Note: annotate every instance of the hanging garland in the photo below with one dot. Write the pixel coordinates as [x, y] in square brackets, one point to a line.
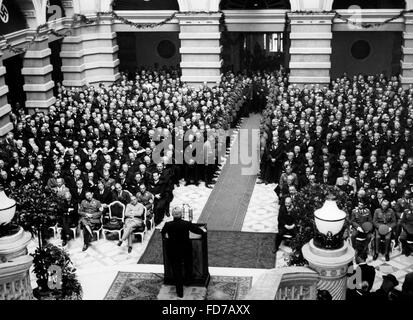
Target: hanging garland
[361, 25]
[82, 19]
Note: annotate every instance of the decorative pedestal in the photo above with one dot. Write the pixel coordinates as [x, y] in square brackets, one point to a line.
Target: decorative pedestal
[14, 267]
[332, 266]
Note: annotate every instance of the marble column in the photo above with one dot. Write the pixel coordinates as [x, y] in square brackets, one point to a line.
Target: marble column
[90, 55]
[331, 265]
[5, 108]
[200, 48]
[37, 72]
[406, 76]
[310, 50]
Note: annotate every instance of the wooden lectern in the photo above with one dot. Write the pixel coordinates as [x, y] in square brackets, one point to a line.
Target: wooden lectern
[200, 273]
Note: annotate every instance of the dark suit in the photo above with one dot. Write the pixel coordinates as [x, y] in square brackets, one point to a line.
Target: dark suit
[103, 197]
[368, 273]
[123, 197]
[179, 249]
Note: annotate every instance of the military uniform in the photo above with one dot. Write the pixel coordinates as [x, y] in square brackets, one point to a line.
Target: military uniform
[387, 217]
[406, 223]
[358, 217]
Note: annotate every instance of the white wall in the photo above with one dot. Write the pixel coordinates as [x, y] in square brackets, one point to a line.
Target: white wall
[383, 53]
[143, 50]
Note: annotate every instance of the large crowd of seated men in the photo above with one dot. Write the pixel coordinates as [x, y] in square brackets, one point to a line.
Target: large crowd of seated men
[127, 142]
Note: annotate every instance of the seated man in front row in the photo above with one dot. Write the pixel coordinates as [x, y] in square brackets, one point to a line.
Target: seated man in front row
[133, 219]
[286, 225]
[362, 223]
[384, 222]
[90, 211]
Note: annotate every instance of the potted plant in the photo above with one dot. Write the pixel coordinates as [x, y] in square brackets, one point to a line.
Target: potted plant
[36, 209]
[56, 277]
[307, 201]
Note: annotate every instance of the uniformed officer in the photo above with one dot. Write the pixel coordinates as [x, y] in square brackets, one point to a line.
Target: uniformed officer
[362, 222]
[146, 198]
[384, 222]
[90, 211]
[407, 229]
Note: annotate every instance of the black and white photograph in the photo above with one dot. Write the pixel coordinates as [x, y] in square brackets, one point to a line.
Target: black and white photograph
[206, 154]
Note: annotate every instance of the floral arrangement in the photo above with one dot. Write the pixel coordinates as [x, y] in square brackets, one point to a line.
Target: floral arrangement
[36, 208]
[66, 286]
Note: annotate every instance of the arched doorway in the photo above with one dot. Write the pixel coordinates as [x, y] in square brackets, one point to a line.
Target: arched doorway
[254, 50]
[55, 10]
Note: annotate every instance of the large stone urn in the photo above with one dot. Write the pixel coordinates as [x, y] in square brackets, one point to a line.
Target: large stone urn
[14, 260]
[328, 253]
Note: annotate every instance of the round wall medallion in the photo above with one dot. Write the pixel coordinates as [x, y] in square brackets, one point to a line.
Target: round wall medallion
[166, 49]
[360, 49]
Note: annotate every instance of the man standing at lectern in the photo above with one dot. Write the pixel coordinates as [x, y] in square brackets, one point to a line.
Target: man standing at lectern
[179, 247]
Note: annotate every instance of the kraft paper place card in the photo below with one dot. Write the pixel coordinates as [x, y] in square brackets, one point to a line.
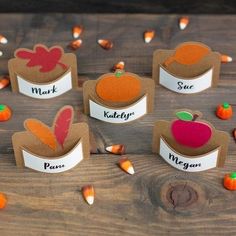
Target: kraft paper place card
[190, 68]
[118, 97]
[189, 143]
[43, 72]
[52, 150]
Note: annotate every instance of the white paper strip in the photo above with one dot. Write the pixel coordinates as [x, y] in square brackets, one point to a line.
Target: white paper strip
[186, 86]
[186, 163]
[58, 165]
[44, 91]
[122, 115]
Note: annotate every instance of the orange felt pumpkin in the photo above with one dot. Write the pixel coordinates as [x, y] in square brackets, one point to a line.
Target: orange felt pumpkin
[224, 111]
[118, 87]
[230, 181]
[5, 113]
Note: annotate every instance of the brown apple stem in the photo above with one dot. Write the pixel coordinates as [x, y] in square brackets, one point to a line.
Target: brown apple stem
[195, 116]
[64, 67]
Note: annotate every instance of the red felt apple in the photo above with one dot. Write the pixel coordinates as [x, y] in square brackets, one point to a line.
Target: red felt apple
[46, 58]
[188, 132]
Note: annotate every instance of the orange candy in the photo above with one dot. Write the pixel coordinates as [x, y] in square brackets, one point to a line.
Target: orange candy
[105, 44]
[126, 165]
[183, 22]
[88, 193]
[224, 111]
[3, 201]
[77, 30]
[75, 44]
[149, 35]
[5, 113]
[118, 149]
[226, 58]
[4, 81]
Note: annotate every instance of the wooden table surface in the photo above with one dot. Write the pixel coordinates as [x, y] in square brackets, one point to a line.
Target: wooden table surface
[44, 204]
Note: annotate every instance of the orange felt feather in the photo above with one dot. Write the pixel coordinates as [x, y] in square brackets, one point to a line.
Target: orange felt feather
[42, 132]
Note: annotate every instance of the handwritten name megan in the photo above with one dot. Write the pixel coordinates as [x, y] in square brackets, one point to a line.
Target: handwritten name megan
[185, 165]
[39, 91]
[182, 86]
[116, 115]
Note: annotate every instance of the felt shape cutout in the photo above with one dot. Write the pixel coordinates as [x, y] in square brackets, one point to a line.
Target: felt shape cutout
[190, 68]
[188, 54]
[46, 59]
[62, 124]
[41, 131]
[190, 143]
[43, 72]
[119, 87]
[118, 97]
[52, 149]
[189, 132]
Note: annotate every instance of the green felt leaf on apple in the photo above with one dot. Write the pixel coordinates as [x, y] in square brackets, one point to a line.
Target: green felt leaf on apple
[184, 115]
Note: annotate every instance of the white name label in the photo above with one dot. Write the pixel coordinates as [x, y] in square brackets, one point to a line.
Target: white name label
[123, 115]
[58, 165]
[186, 86]
[187, 163]
[44, 91]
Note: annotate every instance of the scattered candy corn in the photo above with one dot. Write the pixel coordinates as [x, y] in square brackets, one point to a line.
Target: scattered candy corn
[4, 81]
[119, 66]
[88, 193]
[76, 44]
[3, 200]
[3, 40]
[230, 181]
[5, 113]
[77, 30]
[226, 58]
[105, 44]
[149, 35]
[117, 149]
[126, 165]
[183, 22]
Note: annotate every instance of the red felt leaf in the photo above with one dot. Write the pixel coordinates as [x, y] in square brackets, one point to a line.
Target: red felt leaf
[62, 123]
[46, 58]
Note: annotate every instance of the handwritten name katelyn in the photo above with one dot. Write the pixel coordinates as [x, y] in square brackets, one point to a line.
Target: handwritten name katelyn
[49, 166]
[182, 86]
[39, 91]
[185, 165]
[116, 115]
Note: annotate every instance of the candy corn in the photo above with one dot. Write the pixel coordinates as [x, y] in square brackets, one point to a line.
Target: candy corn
[88, 193]
[4, 81]
[3, 40]
[77, 30]
[3, 200]
[117, 149]
[119, 66]
[126, 165]
[76, 44]
[105, 44]
[183, 22]
[226, 58]
[149, 35]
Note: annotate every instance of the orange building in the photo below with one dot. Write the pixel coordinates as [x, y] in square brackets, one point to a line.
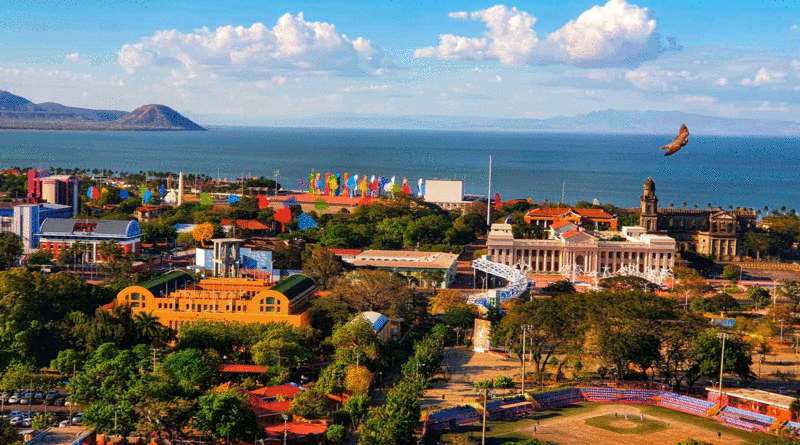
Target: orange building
[546, 216]
[176, 299]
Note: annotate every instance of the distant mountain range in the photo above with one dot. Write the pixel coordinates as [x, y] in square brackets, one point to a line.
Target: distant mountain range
[20, 113]
[598, 122]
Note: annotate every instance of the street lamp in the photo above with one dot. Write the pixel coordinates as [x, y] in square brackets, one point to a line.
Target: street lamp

▶ [WHAT YOU ARE ASKED TO DO] Copy the items above verbatim, leaving out the pictures.

▶ [EXERCISE ANSWER]
Note: annotate every instance of the hanging garland in the photo below with one dot. Write the pixel coordinates as [x, y] in square brackets, one point to a line.
Target: hanging garland
[361, 25]
[82, 19]
Note: annotate every instance of the decorative pedestal in the photo above with one dot. Write the pixel coordinates as [x, y] in square brackets, one point to a line.
Target: decorative pedestal
[14, 267]
[332, 266]
Note: annotate every instance of the marble column in the photo above with one dot. Write the pixel coordinates as [x, y] in square brackets, one point to a line.
Target: marble column
[90, 55]
[331, 265]
[5, 108]
[200, 48]
[37, 72]
[406, 76]
[310, 50]
Note: annotate every instance of the wooden lectern in the photo above with one dot. Write the pixel coordinates as [x, y] in square brackets, one point to a line.
Target: wooden lectern
[200, 273]
Note: annotate every instance of the dark suit in the photo above with one dot. Write the pixel coordinates as [x, y] in square brackets, one point to a line.
Target: dark suit
[103, 197]
[368, 273]
[123, 197]
[179, 249]
Note: annotate every instance of the military uniform in the photo above with one dot. Write the pixel coordinates as [x, y] in square brackets, one point to a line.
Target: military uniform
[387, 217]
[406, 223]
[358, 217]
Note: annotate every instance of the white wall in the photo above with one dot. Write the pixel coordinates as [x, y] in square brackets, one point to a line.
Target: white wall
[383, 53]
[143, 50]
Note: annotate every instance of the large crowd of seated men in the photo above with one dot. Write the pixel coordinates as [x, y] in square brackets, one point to a line.
Target: large crowd of seated men
[127, 142]
Note: annotate every instance of the seated man in front row in the photo above with one dot. Write the pixel coordinates as [x, y] in square brackets, one point to a line.
Target: seated man in front row
[133, 219]
[286, 225]
[362, 223]
[384, 222]
[90, 211]
Note: annotate every instance of the potted plant in the photo above with one dot. Write the pixel coordinates as [x, y] in square brackets, one point to a line.
Target: potted plant
[36, 209]
[56, 277]
[307, 201]
Note: annotate every instance of the uniformed officer in the photo above with one dot. Write the pixel coordinates as [x, y] in square brackets, one point to a line.
Target: uniformed officer
[362, 222]
[146, 198]
[384, 222]
[90, 211]
[407, 229]
Note: annotate every instance of the black and white photograph in the photo above with one dot. Write the pixel coordinates as [x, y] in square brackets, one point to a line.
Target: black and white photograph
[206, 154]
Note: annotate every instance of the floral arrangement in the photo above with one dot. Write the pixel coordinates as [x, y] in square brackets, one point to a line.
Target: floral arrangement
[36, 208]
[66, 286]
Note: annotate every instance of the arched doorway in the photo above with one dot. Write the pixel coordinates as [x, y] in square brackets, one point to a line.
Target: arched doorway
[254, 50]
[55, 10]
Note: annotate every instance of the large stone urn in the photo above with one dot. Write the pixel coordinates as [x, y] in square brackets, one point to a line.
Target: large stone urn
[14, 260]
[328, 253]
Note: annotate every instance of the round wall medallion in the photo above with one dot. Write the pixel coordinates as [x, y] in square brackets, one point to a line.
Target: round wall medallion
[166, 49]
[360, 49]
Note: annotate every instance of the man standing at lectern in the photo above with one dot. Write the pixel coordinates as [x, y] in square brackets, one point to a line.
Target: man standing at lectern
[179, 247]
Note: annotate every instance of the kraft paper place card in the photo below with one dot. Write the pixel coordinates as [x, y] in square brackets, one point to a line.
Target: kraft paper place card
[190, 68]
[118, 97]
[189, 143]
[43, 72]
[52, 150]
Note: annotate every instance of the white paper strip in the photo above with one dot. Write the pixel coordinates as [x, y] in square brackets, one point to a line.
Target: white paper strip
[186, 86]
[186, 163]
[58, 165]
[44, 91]
[122, 115]
Note: annotate every instance of the orange felt pumpkin in the photo above with one dot. Write the pixel coordinates as [x, y] in square brackets, one point to a line.
Target: orange felt pumpkin
[224, 111]
[118, 87]
[230, 181]
[5, 113]
Note: annotate every instance of the brown apple stem in the photo above with one dot. Write the pixel coordinates as [x, y] in square brackets, one point to a line.
Target: brown apple stem
[195, 116]
[64, 67]
Note: annotate every instance of the red felt apple in the photo above with one dot. Write the pixel coordinates as [x, y] in square brackets, one point to a line.
Target: red felt apple
[46, 58]
[188, 132]
Note: annotate every instance of the orange candy in the photo above with one dot. Write the pixel coordinates as [x, y] in square brackets, one point to a line.
Target: orange candy
[105, 44]
[126, 165]
[183, 22]
[88, 193]
[224, 111]
[3, 201]
[77, 30]
[75, 44]
[149, 35]
[5, 113]
[118, 149]
[226, 58]
[4, 81]
Note: annotate every instance of the wooden table surface in the photo above with one dot. Write the pixel coordinates as [x, y] in square brackets, one point to a line.
Target: wooden table surface
[44, 204]
Note: annotate every instance of the orange felt feather in the photo above with one dot. Write the pixel coordinates as [x, y] in square brackets, one point to a line.
Target: orange felt feather
[42, 132]
Note: annotate every instance of the handwritten name megan in the photo above with one dot. Write the pixel coordinates as [x, y] in square brackets, one point to a line.
Target: handwritten name megan
[185, 165]
[39, 91]
[182, 86]
[116, 115]
Note: annotate every instance of the felt shape cutout in the photo above with one dot. Write the pixel coordinates as [x, y] in square brackets, one point to a line.
Target: felt shape cutout
[190, 68]
[188, 54]
[46, 59]
[62, 124]
[41, 131]
[190, 143]
[43, 72]
[119, 87]
[118, 97]
[52, 149]
[189, 132]
Note: annotate every instance of the green felt leaf on apple in the photo above with one dot. Write the pixel coordinates as [x, y] in square brackets, one point to a line.
Target: green felt leaf on apple
[184, 115]
Note: annotate every instance of the white name label in the photo above with one dot. Write the pixel coordinates as [x, y] in square brackets, one point to a line.
Target: white name label
[123, 115]
[58, 165]
[186, 86]
[187, 163]
[44, 91]
Note: annotate every instance of the scattered candy corn in the photo above with one dot. Write the pixel coordinates as [x, y] in square brackets, one point to a line.
Target: scattered candy corn
[4, 81]
[119, 66]
[88, 193]
[76, 44]
[3, 200]
[3, 40]
[230, 181]
[5, 113]
[77, 30]
[226, 58]
[105, 44]
[149, 35]
[117, 149]
[126, 165]
[183, 22]
Note: annotate every instance of the red felt leaf in the photo above with one dot. Write the pixel coordinates as [x, y] in square brackets, one point to a line.
Target: red felt leaf
[62, 123]
[46, 58]
Note: annotate every instance of the handwritten name katelyn in the photo above with one dot. Write the pixel coordinates as [x, y] in square brackets, one point to a line.
Target: handwritten name katelyn
[49, 166]
[182, 86]
[39, 91]
[185, 165]
[116, 115]
Note: annotate every instance of the candy corn in the photo above with one dot. Write the pixel coordinates as [x, y] in square brackets, one point to a line.
Target: candy corn
[88, 193]
[4, 81]
[3, 40]
[77, 30]
[3, 200]
[117, 149]
[119, 66]
[126, 165]
[76, 44]
[105, 44]
[183, 22]
[226, 58]
[149, 35]
Note: annotate every instance of the orange building in the photo below with one dot. Write the pixel coordinates as [x, y] in square brackets, one point to a line.
Target: orange building
[546, 216]
[176, 299]
Note: annotate every instance of the distant mountain range in the photo above with one dot. Write the pixel coordinates as [x, y] in square brackets, one point to a line.
Target: distant mountain range
[20, 113]
[598, 122]
Note: annotate every instance of the street lamp in the photo above with one dot. Write the pixel coordinates as [x, y] in square brackets, one point to a line.
Target: street lamp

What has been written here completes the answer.